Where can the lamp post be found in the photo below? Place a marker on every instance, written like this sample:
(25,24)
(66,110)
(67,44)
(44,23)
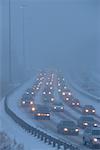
......
Written problem: Render the entries as a JSON list of strings, one string per line with blank lines left out and the pictures omitted.

Written response:
[
  "Where can the lamp post be found in the photo below? Place a marker on every instance, written like this sample:",
  "(25,24)",
  "(66,110)",
  "(67,44)",
  "(44,23)"
]